#### SELECTED EXTRACT
•••••

RE: Win IE 7b2 and UTF-8

From: Keutgen, Walter (
Date: Fri May 12 2006 - 12:51:22 CDT

  • Next message: Kenneth Whistler: "Re: Mysteries in the BMP Roadmap"


    your excellent conclusion lets aside the autodetection.

    Philippe Verdi wrote:

    > Doesn't it break or severely limits the encoding autodetection in IE?
    > This may explain why IE so often displays Chinese characters in the middle
    > of a French webpage hosted on a server that simply does not specify its
    > actual encoding: IE returns a false positive match with UTF-8, instead
    > of identifying the ISO-8859-1 encoding that was actually used.
    > This is a severe and very ennoying bug for users (like French users trying
    > to read webpages that were encoded as ISO-8859-1 but interpreted by default
    > as UTF-8 as if it was Chinese, even though it would be invalid UTF-8).

    Microsoft should leave the ill formed UTF-8 sequences aside for the determination of the coded character set.

    Or alternatively, would it not be simpler to stick to the standards and choose ISO-8859-1 when the HTML source does not provide any charset. More philosophically, is it really better to try making it better than the standards?

•••••

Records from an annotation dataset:
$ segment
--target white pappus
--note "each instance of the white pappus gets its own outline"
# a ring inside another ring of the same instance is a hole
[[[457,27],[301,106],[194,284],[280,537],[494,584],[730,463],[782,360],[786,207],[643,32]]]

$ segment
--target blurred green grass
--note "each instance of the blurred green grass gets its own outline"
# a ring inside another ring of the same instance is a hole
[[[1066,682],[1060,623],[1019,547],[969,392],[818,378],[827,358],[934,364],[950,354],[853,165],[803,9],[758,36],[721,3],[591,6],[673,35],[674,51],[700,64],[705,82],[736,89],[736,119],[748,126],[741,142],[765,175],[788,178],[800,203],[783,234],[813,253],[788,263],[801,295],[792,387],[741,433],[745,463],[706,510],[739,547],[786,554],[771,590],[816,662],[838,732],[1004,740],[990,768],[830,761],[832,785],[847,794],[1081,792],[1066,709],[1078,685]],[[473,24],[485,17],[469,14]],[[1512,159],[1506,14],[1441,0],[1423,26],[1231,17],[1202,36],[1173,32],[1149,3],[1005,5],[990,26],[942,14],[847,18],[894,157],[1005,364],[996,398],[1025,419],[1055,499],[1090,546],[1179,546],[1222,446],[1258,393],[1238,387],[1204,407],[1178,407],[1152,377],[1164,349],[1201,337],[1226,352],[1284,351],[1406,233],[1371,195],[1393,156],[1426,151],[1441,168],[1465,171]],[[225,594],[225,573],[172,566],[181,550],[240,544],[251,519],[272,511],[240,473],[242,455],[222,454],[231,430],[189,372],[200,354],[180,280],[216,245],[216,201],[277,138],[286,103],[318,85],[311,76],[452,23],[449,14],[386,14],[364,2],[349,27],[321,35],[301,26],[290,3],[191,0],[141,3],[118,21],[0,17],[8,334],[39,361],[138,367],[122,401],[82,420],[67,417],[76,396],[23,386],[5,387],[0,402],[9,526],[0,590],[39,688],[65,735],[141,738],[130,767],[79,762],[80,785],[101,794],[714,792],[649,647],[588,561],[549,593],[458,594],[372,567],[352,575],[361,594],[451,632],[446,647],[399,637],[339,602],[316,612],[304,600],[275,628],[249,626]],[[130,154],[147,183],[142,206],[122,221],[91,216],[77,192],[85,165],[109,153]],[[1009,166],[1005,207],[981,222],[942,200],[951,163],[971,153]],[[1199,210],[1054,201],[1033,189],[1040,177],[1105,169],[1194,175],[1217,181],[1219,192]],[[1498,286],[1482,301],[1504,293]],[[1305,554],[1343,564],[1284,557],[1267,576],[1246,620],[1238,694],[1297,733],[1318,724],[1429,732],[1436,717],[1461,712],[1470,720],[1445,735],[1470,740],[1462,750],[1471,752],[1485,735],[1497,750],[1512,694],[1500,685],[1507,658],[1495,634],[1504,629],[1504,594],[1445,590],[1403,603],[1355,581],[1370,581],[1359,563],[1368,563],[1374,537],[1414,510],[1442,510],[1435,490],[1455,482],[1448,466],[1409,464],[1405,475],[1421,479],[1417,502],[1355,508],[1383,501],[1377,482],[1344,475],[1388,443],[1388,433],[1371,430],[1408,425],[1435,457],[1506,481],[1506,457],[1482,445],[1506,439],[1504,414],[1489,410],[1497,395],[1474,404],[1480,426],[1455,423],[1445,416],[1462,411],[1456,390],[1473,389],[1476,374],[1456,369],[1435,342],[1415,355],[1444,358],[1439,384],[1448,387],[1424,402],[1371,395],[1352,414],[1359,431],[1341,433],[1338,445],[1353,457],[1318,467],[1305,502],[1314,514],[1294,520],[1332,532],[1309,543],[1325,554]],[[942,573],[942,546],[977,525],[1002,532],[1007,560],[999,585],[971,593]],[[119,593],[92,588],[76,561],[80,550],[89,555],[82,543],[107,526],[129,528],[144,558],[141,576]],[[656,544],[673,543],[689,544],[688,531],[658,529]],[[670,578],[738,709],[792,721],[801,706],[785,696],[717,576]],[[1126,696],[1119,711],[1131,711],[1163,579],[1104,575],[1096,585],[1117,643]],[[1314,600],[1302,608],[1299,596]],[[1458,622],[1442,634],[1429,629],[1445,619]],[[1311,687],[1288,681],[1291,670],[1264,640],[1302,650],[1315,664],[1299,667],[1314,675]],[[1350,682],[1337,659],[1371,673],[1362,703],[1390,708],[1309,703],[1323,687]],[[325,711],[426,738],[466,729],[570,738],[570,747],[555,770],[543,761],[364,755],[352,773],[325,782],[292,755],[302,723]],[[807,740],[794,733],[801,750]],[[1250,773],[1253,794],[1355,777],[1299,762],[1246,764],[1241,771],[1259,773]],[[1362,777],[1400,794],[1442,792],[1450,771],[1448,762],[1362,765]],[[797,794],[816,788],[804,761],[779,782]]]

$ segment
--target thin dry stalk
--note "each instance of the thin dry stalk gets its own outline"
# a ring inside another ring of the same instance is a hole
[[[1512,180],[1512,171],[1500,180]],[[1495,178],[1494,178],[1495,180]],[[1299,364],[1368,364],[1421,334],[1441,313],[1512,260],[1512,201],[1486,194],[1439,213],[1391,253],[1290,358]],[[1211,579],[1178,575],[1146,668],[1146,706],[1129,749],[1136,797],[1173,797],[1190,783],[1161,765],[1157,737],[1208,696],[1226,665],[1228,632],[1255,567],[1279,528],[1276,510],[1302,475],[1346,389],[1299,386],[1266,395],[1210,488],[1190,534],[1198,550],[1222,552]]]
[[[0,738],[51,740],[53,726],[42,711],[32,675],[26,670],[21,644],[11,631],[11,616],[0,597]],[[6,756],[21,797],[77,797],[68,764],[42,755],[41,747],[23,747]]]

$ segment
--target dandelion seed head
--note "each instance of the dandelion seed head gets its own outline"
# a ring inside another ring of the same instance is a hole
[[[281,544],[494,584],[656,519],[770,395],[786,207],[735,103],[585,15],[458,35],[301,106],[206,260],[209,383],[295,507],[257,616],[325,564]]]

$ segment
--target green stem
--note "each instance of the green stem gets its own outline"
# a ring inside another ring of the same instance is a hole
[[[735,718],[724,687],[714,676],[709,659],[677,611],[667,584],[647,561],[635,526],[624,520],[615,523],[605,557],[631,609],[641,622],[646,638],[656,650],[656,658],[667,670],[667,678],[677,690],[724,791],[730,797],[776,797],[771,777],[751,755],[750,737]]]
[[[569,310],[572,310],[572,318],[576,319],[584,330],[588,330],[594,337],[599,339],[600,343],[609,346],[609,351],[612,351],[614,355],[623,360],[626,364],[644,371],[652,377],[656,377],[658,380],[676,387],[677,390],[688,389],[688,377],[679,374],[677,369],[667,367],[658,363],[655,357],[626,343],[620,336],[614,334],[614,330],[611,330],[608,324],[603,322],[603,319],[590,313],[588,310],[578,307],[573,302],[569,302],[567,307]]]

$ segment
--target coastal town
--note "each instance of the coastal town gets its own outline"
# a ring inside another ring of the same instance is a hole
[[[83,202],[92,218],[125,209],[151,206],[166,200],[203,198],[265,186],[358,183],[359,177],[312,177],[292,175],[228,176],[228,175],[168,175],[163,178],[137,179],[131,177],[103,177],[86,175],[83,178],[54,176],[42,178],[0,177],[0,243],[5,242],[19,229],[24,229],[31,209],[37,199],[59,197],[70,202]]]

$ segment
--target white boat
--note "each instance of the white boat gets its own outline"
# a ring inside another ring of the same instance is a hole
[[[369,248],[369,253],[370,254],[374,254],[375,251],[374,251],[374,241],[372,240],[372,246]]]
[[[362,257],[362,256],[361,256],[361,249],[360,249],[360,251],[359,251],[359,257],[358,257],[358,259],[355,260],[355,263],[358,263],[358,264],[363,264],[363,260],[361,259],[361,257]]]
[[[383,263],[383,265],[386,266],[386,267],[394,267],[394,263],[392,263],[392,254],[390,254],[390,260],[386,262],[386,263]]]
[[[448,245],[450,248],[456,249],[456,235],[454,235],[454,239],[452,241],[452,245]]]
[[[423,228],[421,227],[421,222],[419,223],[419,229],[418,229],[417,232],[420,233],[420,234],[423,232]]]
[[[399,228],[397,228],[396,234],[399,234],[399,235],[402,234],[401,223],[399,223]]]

•••••

#### THE REQUEST
From the message on IE 7 and UTF-8, rewrite the passage starting at "RE: Win IE 7b2" and ending at "aside the autodetection.", switching "autodetection" for "automatic detection".

#### PROBLEM SOLUTION
RE: Win IE 7b2 and UTF-8

From: Keutgen, Walter (
Date: Fri May 12 2006 - 12:51:22 CDT

  • Next message: Kenneth Whistler: "Re: Mysteries in the BMP Roadmap"


    your excellent conclusion lets aside the automatic detection.